YOUR TASK -
Could you copy out the article on the exhibition of Paul Wong's family letters in full, word for word?

Letters on exhibit reveal the pain of China’s past
When his mother died at age 91 in 2017, artist Paul Wong made an amazing discovery. In her bedroom, he found 700 handwritten letters sent to her from relatives in China over a period of more than six decades.
The letters sent him on a journey into the history of his family and of Communist China. He has transformed and reframed the letters as part of an art exhibition called Suk-Fong Nay Ho Mah/Suk-Fong, How Are You? at the Dr. Sun Yatsen Classical Chinese Garden in Chinatown.
Suk-Fong is Wong’s mother’s first name. Nay Ho Mah is the traditional greeting of people from Toisan or Taishan. It’s the coastal county to the southwest of Hong Kong that produced most of the immigrants to Canada from China in the 19th and 20th centuries. They spoke Toisanese, a dialect of Cantonese traditionally heard in Vancouver’s Chinatown now being replaced by Mandarin. The exhibition also honours those original pioneering Chinese-Canadian immigrants.
“The letters are 65-plus years of this extraordinary, dramatic history of China written to this woman whose voice is not there,” Wong said in an interview in his studio.
“These are letters written to her — her voice is completely hidden.”
Wong has been an innovator in visual and media art in Vancouver since the 1970s. Known for making unique site-specific art, his multimedia
work often takes on controversial topics such as sexuality, race and death.
Like many Chinese picture brides of the era, Suk-Fong was introduced to her groom — Wong ’s father — by letter in the late 1940s. When she first met him in Hong Kong, Suk-Fong fainted. She hadn’t expected someone so old.
“He sent her photographs of himself as a much younger man,” Wong said. “He was actually 30 years older than his photograph.”
In Vancouver, Suk-Fong became her family’s lifeline. The 700 letters were written by 90 nieces, aunts, uncles and friends.

RECORDED INFORMATION -
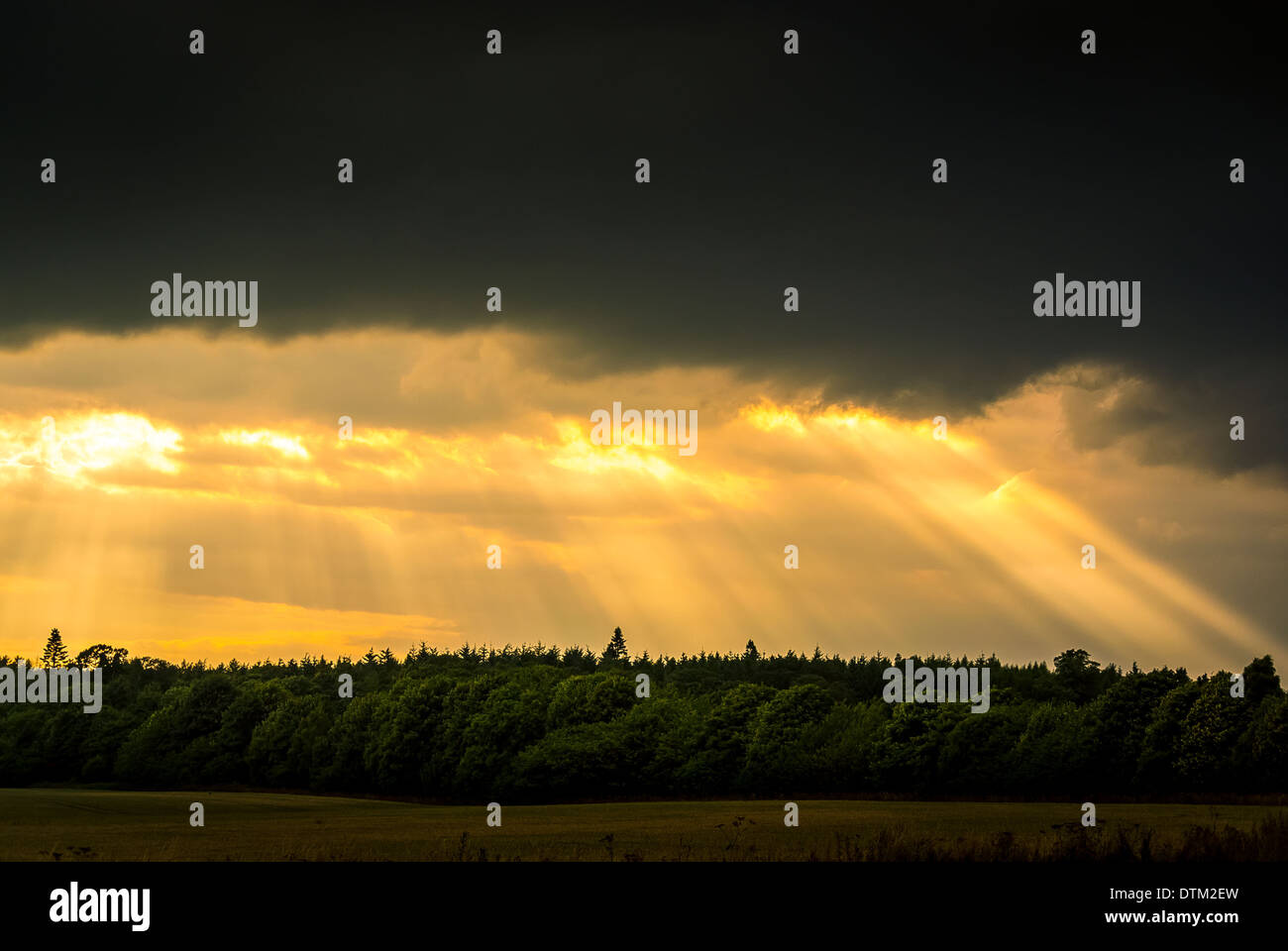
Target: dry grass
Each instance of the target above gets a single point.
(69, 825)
---
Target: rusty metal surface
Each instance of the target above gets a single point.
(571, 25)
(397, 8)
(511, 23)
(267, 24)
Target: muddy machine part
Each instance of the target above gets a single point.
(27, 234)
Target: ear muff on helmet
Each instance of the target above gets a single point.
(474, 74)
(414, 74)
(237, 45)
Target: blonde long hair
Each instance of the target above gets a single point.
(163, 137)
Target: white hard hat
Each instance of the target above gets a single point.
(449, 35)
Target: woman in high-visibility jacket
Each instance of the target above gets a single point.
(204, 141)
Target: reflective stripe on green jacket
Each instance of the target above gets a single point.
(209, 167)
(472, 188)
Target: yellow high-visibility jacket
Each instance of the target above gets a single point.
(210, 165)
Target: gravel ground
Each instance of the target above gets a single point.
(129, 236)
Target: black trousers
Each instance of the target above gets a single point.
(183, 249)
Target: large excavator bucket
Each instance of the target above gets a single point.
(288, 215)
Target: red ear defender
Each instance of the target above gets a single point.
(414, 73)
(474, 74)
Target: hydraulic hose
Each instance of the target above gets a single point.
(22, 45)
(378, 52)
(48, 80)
--
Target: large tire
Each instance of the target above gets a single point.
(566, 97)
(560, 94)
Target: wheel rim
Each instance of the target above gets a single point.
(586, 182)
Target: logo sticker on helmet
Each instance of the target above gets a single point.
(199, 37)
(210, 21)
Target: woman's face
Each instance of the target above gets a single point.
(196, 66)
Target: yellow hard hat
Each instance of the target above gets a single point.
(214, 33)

OUTPUT -
Letters on exhibit reveal the pain of China’s past
When his mother died at age 91 in 2017, artist Paul Wong made an amazing discovery. In her bedroom, he found 700 handwritten letters sent to her from relatives in China over a period of more than six decades.
The letters sent him on a journey into the history of his family and of Communist China. He has transformed and reframed the letters as part of an art exhibition called Suk-Fong Nay Ho Mah/Suk-Fong, How Are You? at the Dr. Sun Yatsen Classical Chinese Garden in Chinatown.
Suk-Fong is Wong’s mother’s first name. Nay Ho Mah is the traditional greeting of people from Toisan or Taishan. It’s the coastal county to the southwest of Hong Kong that produced most of the immigrants to Canada from China in the 19th and 20th centuries. They spoke Toisanese, a dialect of Cantonese traditionally heard in Vancouver’s Chinatown now being replaced by Mandarin. The exhibition also honours those original pioneering Chinese-Canadian immigrants.
“The letters are 65-plus years of this extraordinary, dramatic history of China written to this woman whose voice is not there,” Wong said in an interview in his studio.
“These are letters written to her — her voice is completely hidden.”
Wong has been an innovator in visual and media art in Vancouver since the 1970s. Known for making unique site-specific art, his multimedia
work often takes on controversial topics such as sexuality, race and death.
Like many Chinese picture brides of the era, Suk-Fong was introduced to her groom — Wong ’s father — by letter in the late 1940s. When she first met him in Hong Kong, Suk-Fong fainted. She hadn’t expected someone so old.
“He sent her photographs of himself as a much younger man,” Wong said. “He was actually 30 years older than his photograph.”
In Vancouver, Suk-Fong became her family’s lifeline. The 700 letters were written by 90 nieces, aunts, uncles and friends.